Exercise instructions — Switch "thumb" to "index finger" in the entries, starting with the line that contains "Consider the photo above. For each instance of the thumb, where" and going on through the end of the entries. Give only those lines back, with nothing else changed.

----- Data to use -----

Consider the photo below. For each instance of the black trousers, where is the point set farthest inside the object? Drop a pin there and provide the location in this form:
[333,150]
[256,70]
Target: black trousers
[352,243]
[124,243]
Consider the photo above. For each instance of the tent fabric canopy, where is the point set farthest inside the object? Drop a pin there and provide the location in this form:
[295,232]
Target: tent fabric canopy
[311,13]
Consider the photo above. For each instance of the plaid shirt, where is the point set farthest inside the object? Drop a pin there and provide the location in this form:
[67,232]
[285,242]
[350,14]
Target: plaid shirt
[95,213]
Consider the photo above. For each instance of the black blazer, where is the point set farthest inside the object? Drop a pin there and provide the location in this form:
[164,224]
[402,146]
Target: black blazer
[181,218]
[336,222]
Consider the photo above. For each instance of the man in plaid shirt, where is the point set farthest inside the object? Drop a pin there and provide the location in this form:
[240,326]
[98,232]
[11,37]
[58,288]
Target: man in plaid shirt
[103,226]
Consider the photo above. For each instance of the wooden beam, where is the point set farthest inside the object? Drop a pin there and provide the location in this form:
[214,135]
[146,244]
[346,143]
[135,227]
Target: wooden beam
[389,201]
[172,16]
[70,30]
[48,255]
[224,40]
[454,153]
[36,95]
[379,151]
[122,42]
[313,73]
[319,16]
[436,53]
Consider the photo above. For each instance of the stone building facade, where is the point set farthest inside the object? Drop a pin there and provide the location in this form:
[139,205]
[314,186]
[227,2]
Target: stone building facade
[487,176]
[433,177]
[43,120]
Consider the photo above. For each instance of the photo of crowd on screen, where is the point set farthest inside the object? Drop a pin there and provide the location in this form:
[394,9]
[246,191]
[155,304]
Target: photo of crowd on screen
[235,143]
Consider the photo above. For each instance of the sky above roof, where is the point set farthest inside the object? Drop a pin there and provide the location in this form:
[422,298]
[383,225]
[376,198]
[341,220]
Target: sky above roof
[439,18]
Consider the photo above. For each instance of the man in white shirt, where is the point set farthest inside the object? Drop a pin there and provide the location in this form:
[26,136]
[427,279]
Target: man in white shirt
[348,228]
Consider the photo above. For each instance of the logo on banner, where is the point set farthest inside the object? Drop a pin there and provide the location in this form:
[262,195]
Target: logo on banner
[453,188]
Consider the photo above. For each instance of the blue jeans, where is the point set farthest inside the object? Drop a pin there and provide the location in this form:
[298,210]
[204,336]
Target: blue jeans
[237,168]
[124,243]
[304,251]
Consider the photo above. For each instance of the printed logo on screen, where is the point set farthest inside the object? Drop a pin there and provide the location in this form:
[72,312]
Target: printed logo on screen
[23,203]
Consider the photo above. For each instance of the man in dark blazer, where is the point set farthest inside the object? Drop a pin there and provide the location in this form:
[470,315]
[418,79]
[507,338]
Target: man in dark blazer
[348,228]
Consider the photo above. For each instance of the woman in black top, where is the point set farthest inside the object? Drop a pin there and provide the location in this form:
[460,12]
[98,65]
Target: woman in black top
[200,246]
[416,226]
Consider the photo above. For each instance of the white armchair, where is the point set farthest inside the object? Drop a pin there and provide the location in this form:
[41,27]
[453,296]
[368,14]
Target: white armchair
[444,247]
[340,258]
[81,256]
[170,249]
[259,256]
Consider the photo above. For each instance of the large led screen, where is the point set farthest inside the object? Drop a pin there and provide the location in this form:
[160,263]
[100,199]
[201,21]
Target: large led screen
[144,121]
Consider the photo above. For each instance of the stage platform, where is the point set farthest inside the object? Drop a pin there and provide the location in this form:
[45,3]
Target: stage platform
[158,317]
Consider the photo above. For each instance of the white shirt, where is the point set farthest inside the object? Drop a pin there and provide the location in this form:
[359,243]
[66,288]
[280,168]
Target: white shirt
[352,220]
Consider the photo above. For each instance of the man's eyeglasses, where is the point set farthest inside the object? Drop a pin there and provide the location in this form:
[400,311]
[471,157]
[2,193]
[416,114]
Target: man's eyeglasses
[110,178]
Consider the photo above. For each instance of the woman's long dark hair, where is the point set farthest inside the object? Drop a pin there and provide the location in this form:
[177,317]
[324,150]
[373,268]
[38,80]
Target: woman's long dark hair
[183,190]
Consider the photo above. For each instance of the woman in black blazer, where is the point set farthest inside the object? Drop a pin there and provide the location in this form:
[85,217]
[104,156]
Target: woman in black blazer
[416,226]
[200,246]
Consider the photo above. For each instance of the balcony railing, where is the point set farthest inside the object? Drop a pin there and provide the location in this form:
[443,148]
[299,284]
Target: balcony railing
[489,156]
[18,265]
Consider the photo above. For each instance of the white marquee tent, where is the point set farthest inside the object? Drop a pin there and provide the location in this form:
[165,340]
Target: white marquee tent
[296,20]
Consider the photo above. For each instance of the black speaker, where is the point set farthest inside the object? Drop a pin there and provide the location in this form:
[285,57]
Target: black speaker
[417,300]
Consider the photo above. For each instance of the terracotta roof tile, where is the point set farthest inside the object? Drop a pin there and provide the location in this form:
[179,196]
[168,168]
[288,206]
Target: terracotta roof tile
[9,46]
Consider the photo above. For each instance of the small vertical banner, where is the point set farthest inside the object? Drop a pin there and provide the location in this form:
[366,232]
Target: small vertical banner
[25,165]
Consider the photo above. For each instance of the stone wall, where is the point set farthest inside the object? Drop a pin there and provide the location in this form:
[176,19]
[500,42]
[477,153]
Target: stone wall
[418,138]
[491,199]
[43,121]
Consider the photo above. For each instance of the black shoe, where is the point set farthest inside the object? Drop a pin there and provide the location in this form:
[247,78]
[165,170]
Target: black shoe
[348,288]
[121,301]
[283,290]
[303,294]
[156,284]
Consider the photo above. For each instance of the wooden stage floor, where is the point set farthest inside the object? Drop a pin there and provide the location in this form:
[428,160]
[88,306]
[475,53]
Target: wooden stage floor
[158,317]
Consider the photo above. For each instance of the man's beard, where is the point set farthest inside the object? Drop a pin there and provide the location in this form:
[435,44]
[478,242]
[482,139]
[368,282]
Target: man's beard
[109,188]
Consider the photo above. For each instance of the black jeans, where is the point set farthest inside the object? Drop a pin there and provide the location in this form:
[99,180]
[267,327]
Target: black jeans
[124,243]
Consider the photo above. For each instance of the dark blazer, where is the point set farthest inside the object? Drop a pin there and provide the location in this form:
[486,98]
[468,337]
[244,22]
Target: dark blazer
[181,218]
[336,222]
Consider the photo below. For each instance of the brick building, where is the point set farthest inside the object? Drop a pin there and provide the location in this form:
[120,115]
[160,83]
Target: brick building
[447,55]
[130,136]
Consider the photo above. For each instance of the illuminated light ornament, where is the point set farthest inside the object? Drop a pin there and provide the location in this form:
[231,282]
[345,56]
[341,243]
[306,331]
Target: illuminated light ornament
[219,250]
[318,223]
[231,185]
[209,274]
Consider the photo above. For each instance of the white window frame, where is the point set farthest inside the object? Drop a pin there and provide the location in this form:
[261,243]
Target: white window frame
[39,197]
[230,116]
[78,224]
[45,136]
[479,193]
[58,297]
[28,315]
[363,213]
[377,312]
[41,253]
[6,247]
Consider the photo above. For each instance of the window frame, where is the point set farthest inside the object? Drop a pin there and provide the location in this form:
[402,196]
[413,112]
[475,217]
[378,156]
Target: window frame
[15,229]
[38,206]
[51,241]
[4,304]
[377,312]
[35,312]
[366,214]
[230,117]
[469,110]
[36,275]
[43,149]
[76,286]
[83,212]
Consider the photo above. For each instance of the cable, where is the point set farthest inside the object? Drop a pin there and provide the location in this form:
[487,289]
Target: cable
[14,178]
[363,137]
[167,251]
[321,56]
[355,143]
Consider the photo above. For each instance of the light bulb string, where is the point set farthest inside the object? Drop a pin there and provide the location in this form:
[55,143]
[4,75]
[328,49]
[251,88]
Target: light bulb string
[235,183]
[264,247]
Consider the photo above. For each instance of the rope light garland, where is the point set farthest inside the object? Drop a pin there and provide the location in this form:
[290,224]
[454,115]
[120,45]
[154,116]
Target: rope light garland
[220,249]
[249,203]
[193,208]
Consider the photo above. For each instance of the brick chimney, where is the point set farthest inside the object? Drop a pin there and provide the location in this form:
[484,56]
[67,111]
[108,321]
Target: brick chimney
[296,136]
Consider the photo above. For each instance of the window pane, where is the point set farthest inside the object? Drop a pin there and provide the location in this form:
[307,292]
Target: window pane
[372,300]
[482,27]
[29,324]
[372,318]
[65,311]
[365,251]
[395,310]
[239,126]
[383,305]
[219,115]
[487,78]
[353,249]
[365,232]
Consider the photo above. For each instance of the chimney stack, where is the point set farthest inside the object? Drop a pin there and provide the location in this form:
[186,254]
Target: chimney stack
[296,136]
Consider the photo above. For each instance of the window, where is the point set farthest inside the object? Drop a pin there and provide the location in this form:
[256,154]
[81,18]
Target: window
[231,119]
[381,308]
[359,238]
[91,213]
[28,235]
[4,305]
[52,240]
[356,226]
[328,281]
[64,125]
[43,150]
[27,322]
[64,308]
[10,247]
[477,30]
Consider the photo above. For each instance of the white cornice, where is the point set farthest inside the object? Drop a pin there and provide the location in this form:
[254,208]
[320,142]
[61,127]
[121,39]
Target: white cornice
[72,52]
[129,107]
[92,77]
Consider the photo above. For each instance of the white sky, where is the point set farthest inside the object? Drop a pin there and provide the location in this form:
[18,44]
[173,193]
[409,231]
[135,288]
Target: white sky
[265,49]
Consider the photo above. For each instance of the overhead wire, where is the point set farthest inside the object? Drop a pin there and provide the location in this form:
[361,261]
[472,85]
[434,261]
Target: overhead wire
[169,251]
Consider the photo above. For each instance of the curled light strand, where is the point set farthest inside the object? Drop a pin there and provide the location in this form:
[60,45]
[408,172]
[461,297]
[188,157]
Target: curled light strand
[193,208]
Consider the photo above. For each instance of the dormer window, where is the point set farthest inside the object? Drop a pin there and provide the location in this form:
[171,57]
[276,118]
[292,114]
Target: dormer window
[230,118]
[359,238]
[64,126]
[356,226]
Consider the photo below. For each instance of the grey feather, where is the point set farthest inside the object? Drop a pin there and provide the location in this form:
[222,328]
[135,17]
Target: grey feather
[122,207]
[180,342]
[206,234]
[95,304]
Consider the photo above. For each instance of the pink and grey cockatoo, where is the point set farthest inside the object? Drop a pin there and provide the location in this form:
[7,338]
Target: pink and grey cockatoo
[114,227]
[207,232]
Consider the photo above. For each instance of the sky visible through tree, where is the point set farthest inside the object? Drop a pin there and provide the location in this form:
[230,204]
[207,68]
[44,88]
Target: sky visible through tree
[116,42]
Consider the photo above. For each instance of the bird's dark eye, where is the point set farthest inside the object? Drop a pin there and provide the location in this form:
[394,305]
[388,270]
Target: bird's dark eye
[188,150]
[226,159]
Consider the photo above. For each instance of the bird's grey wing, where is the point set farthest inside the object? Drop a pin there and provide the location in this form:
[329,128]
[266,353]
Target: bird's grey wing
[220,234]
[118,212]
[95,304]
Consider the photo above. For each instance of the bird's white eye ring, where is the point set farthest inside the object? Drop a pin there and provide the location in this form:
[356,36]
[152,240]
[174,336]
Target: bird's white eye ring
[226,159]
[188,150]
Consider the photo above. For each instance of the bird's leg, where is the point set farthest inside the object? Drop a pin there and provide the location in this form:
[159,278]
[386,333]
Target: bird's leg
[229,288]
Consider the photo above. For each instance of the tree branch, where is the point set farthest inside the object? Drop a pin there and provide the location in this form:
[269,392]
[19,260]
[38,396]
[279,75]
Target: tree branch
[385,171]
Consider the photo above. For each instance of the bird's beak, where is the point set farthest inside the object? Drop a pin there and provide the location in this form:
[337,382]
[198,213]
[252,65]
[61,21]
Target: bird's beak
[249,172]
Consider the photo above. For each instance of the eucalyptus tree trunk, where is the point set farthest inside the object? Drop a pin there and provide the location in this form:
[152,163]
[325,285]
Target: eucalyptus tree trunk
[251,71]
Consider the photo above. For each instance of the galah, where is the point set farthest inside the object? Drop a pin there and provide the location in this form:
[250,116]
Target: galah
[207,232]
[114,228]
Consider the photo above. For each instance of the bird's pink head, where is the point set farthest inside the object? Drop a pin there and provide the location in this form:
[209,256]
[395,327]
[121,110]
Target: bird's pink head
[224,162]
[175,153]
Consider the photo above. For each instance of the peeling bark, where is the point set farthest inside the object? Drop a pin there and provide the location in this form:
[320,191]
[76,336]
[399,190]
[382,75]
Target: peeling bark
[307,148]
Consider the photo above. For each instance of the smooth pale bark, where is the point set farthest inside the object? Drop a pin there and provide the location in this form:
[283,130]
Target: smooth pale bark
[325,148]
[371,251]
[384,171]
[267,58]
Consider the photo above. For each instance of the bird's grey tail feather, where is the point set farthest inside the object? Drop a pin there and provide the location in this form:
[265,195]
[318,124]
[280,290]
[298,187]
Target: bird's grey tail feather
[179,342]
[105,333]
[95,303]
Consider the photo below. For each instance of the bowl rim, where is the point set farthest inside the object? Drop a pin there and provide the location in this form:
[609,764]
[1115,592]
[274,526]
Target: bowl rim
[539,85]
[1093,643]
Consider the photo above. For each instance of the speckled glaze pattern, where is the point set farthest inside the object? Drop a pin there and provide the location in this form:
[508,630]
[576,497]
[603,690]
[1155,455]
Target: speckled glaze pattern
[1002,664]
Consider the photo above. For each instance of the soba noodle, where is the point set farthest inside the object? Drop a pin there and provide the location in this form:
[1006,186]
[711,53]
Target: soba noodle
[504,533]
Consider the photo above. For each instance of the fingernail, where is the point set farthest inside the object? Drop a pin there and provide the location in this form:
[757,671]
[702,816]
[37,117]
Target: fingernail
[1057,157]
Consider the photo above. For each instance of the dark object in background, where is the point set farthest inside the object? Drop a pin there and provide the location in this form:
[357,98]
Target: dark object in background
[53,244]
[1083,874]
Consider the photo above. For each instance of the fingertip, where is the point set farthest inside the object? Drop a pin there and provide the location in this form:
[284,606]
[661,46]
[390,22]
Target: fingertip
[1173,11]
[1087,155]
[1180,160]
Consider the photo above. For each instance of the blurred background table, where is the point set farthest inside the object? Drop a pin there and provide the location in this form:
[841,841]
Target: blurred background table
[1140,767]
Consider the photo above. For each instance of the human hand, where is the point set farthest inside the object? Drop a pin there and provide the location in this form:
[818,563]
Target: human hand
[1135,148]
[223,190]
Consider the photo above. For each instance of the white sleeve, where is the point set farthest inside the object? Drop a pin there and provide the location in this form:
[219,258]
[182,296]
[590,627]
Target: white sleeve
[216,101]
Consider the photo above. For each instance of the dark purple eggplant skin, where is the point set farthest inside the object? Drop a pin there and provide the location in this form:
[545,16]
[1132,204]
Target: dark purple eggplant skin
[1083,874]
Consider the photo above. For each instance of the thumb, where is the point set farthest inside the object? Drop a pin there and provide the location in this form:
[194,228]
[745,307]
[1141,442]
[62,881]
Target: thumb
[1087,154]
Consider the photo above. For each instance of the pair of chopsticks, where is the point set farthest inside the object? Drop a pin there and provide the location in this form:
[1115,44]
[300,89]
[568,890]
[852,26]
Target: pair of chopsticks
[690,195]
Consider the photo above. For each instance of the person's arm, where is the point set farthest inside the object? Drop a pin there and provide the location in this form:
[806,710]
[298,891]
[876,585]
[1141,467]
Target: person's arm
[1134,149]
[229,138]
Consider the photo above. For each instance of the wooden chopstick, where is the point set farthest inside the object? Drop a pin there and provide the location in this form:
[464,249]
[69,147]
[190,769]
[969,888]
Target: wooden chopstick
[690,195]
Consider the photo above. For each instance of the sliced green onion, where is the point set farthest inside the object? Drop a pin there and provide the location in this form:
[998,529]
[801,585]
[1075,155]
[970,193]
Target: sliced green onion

-----

Full answer —
Consider the photo above. For each instance of the index finger, where is the point set farthest inside the object? Drop a pin there and provide the location in this form:
[194,228]
[745,307]
[1141,442]
[62,881]
Target: index finger
[1087,154]
Consider the photo above. For each instance of the pair of chopsticks, where is the point set farthest inside the object? Drop a pin there and provide the location in this form:
[1115,44]
[300,89]
[568,890]
[852,26]
Target: pair of chopsticks
[690,195]
Consider the photo above. For each instance of the person's arm, where is the point set farthest inside the object? Drop a pin there and provide the location in this form:
[806,710]
[298,891]
[876,585]
[1141,467]
Target: person's arm
[1134,149]
[229,138]
Consider the photo above. For each instance of the wooden chopstick, where is the point set farthest inside the object? Drop a pin there and provide the location in this form:
[464,249]
[69,147]
[190,769]
[969,888]
Target: wooden chopstick
[690,195]
Consider the photo above. For each instance of the sliced green onion, where is the point set farthest inside the object? Drop a pin there and provide the location in this form:
[998,529]
[801,585]
[1075,155]
[970,193]
Target: sliced green onion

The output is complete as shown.